■ **任务目标**:
请从下列条目中提取每一行含有字符串“jeans”的内容，区分大小写。

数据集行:
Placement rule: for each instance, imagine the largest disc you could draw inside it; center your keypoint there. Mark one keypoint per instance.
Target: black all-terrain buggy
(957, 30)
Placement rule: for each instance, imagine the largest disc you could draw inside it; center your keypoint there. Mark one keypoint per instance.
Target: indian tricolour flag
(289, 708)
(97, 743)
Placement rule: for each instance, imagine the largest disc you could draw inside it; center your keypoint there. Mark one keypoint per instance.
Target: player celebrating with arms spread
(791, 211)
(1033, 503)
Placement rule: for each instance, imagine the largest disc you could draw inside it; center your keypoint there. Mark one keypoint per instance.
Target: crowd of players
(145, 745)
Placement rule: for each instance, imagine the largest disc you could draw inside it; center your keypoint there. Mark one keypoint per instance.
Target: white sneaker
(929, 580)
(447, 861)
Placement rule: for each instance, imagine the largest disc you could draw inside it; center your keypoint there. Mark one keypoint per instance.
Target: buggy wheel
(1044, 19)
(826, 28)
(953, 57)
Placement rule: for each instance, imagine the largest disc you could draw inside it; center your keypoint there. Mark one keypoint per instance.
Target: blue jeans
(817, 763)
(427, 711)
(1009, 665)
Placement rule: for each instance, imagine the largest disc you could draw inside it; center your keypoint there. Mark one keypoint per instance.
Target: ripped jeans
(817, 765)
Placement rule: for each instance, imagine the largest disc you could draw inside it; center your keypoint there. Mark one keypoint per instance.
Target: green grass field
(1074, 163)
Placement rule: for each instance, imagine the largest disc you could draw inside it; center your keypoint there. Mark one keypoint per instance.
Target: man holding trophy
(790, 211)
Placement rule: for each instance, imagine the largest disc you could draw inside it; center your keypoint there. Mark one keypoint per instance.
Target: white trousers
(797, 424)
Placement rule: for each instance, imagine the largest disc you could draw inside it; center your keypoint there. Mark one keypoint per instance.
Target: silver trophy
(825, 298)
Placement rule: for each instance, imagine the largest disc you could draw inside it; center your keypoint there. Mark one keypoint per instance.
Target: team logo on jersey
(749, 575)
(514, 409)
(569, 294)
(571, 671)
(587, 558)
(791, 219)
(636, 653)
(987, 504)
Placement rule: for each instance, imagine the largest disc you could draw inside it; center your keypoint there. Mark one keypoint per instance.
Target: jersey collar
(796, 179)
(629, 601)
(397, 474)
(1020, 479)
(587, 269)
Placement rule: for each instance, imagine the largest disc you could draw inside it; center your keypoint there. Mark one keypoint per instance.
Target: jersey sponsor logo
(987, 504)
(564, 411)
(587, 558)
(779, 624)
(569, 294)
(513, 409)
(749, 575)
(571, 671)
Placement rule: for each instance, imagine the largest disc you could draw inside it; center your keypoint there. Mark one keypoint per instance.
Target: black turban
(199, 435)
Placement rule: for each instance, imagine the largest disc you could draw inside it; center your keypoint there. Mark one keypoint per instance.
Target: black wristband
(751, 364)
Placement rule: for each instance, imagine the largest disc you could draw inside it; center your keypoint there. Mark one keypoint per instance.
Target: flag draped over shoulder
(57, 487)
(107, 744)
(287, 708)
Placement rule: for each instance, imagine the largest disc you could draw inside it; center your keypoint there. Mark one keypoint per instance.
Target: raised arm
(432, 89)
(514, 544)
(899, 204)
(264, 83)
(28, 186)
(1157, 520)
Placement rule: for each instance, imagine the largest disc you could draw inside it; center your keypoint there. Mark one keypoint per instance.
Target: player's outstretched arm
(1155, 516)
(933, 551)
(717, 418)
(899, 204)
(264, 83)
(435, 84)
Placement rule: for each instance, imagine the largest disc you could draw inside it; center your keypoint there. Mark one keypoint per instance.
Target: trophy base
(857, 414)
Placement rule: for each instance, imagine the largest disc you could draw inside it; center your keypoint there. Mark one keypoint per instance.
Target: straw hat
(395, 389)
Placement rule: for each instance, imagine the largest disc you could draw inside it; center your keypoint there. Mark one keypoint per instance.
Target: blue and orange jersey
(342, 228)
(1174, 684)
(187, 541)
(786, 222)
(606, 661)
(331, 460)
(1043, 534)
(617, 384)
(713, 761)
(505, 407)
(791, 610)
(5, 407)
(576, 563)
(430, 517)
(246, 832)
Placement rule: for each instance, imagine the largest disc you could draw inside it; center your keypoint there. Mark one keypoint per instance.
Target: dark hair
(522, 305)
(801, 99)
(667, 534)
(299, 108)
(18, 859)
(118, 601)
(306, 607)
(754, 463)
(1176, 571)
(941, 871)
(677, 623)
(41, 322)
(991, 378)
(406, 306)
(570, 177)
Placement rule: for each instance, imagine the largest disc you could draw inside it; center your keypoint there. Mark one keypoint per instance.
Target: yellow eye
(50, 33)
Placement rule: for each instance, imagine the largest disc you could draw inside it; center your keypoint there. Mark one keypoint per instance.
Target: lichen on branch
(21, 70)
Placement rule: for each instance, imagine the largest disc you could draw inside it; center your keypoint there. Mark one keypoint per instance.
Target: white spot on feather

■ **练习结果**:
Target: blue jeans
Target: ripped jeans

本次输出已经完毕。